**Aim of the exercise**:
In the lecture description on infant learning, when do the origins of executive function appear?

**Page text**:
· · · ·

The new dimensions for infant learning - Prof. John Colombo 30 Oct 2019


This lecture will attempt to address the state-of-the-art with respect to many of these issues in the field of developmental science and recent work on clinical trials in nutrition.  It will present definitions and characterizations of executive function, the brain areas that are thought to be involved in executive function, the normative developmental course of executive function (extending from infancy through adolescence), and the degree to which executive function is considered to be trainable or malleable

2 min read

Executive function is a critical component of cognitive development.  In many ways, executive function represents those higher-order abilities that are often taken to define the human intellect: goal-directed behavior, controlled attention, inhibition, self-regulation, cognitive flexibility, planning, and strategic behavior.  The origins of executive function can be traced to late in the first year of life, and continue to develop well into early adulthood.  The brain areas that mediate the emergence of these skills are widely believed to be frontal and prefrontal cortex, and the developmental course of these skills are closely tied to the development of those brain areas.  A great deal of recent research on executive function is concerned with whether executive function represents a single unitary ability or whether it is actually comprised of several independent skills.  Other work is concerned with whether or not executive function is malleable, or whether it can be “trained”; for example, whether executive function can be improved with practice or with systemic interventions (e.g., nutrition), or whether practice/training on certain skills of executive function can result in improvements in other executive function skill.

· · · ·

**Data extracts**:

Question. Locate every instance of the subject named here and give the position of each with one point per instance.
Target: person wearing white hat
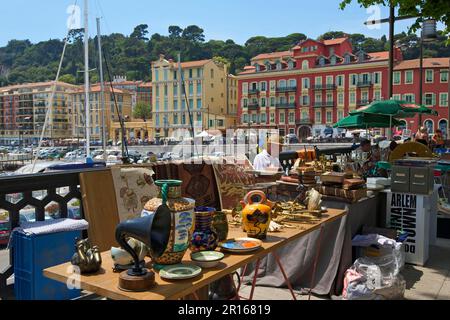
(267, 160)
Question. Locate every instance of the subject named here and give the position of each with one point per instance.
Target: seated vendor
(373, 157)
(268, 160)
(438, 140)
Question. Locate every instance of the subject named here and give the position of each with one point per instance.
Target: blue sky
(229, 19)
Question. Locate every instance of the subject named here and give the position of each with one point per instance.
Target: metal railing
(325, 87)
(286, 105)
(253, 106)
(304, 121)
(287, 89)
(19, 192)
(323, 104)
(364, 102)
(362, 84)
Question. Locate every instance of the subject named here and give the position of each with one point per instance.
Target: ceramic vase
(257, 214)
(204, 237)
(220, 225)
(182, 223)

· · · ·

**Response below**:
Late in the first year of life.